REQUIREMENT
Using the records that follow, copy every line containing the word "shorts".

Referring expression pointing data

○ ○ ○

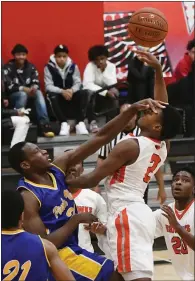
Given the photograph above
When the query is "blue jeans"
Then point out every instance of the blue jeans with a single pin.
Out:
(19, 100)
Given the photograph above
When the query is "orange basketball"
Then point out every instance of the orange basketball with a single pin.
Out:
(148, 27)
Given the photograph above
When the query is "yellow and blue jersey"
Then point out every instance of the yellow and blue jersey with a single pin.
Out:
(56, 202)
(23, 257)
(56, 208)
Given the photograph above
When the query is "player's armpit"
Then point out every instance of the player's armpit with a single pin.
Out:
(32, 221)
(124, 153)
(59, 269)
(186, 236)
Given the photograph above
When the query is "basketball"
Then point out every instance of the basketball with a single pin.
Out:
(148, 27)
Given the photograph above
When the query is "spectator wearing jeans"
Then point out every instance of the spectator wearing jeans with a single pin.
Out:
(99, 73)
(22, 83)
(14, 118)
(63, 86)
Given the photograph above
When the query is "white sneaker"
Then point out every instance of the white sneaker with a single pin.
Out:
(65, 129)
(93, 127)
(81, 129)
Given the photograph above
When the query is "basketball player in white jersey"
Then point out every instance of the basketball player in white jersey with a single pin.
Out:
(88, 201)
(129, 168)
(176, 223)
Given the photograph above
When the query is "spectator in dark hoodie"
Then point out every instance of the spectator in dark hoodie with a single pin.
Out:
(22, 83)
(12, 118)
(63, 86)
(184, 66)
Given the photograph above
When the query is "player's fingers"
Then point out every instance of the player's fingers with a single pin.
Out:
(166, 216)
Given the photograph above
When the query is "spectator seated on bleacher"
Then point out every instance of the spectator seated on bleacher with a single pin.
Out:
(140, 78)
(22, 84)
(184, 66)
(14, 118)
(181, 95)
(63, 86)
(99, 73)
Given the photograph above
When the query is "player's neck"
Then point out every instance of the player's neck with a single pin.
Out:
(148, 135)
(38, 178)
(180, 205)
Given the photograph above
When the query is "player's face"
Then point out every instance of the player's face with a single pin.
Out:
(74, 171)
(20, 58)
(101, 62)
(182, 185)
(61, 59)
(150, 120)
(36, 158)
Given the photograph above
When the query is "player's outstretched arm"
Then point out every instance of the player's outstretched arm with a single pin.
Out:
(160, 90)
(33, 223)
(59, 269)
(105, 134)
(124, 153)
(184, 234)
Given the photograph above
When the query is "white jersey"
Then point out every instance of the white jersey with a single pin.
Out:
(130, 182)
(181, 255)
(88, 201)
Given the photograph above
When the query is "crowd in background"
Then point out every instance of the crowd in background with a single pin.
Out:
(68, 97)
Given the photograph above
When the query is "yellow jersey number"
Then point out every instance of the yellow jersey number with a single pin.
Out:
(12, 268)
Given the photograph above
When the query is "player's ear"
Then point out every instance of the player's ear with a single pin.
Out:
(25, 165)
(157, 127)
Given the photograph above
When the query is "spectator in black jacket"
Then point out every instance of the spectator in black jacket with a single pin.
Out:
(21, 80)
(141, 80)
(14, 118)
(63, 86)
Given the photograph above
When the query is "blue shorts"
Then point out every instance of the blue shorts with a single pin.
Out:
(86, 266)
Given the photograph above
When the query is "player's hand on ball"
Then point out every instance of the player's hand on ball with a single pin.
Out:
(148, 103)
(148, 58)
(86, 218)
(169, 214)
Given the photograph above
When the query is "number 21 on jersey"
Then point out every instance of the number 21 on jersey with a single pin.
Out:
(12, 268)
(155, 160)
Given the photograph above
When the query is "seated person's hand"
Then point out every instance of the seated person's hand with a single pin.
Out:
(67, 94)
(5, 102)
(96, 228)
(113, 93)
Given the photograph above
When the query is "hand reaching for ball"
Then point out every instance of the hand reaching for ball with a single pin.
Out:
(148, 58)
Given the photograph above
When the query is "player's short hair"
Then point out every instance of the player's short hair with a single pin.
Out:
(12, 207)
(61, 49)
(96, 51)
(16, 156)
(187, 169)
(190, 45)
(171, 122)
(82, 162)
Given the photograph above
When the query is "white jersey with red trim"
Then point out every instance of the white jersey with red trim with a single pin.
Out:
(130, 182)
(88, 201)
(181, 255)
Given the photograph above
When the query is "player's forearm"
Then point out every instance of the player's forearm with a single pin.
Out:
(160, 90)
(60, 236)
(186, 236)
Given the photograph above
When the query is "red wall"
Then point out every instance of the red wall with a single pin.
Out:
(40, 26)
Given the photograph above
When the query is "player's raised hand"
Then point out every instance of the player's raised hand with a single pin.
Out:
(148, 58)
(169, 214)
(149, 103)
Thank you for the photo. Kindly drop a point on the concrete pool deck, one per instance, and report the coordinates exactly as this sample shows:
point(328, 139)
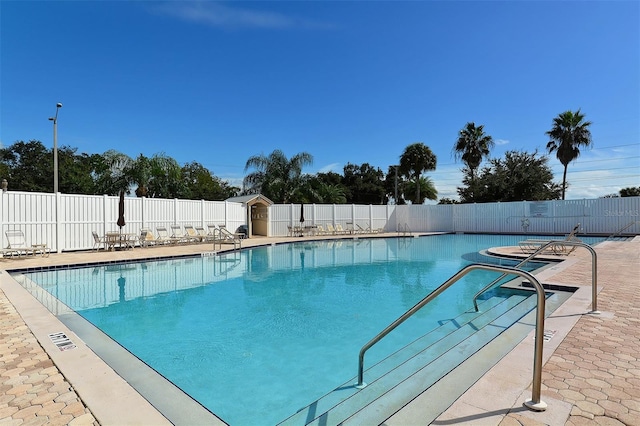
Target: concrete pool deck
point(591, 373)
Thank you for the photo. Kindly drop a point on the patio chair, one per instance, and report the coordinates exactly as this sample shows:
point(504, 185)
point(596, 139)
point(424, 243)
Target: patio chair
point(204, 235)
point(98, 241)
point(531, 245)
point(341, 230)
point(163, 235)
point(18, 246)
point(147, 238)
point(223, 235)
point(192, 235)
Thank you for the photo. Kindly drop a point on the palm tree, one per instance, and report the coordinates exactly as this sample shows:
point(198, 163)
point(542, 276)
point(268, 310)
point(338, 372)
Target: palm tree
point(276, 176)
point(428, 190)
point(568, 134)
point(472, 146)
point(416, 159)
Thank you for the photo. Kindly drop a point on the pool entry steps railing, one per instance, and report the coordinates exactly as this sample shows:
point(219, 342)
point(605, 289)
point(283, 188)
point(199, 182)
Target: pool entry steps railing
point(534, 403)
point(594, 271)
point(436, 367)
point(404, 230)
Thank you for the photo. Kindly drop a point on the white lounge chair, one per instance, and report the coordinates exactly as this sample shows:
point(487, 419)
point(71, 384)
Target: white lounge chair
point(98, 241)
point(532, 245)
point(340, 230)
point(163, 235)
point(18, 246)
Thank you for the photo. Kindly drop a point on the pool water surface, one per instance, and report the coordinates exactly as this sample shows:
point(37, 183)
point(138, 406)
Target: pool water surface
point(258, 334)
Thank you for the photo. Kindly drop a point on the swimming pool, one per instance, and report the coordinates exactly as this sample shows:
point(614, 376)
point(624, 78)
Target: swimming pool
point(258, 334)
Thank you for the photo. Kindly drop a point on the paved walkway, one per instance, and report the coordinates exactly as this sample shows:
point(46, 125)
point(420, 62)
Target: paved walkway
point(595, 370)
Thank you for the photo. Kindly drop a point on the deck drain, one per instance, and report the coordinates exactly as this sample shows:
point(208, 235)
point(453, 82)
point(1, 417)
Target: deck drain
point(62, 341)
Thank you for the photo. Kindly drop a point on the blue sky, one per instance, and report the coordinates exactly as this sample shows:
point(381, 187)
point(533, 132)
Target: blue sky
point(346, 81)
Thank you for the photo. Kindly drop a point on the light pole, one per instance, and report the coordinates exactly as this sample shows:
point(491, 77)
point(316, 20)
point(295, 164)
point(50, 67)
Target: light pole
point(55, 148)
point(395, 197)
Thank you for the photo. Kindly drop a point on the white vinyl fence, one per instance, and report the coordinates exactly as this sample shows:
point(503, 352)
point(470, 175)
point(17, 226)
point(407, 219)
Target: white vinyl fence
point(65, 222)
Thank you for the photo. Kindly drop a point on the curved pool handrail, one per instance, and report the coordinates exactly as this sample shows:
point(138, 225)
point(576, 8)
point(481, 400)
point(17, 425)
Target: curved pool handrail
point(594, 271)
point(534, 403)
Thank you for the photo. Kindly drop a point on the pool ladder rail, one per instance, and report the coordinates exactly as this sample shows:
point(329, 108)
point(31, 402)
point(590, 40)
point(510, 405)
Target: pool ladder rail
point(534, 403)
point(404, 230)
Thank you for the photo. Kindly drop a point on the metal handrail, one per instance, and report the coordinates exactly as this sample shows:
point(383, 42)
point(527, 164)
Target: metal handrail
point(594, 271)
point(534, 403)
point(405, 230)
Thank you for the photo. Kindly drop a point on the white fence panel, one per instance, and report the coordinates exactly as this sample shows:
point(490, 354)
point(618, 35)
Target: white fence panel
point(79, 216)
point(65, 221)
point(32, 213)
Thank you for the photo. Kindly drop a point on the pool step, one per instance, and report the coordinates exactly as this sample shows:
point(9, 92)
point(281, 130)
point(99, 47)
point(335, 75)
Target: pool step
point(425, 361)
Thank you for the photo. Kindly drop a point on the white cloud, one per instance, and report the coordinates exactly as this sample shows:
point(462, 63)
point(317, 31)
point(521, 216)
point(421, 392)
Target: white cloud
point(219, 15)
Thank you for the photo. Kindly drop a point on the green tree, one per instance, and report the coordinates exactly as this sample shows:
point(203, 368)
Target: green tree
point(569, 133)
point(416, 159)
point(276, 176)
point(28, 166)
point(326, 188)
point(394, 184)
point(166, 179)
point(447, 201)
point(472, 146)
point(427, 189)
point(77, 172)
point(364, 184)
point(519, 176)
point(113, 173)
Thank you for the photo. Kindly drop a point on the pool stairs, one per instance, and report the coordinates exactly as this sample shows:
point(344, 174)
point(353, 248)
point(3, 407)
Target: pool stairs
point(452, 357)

○ ○ ○

RESPONSE AREA
When the query is "blue shorts"
Then point out every instance of the blue shorts with a single pin.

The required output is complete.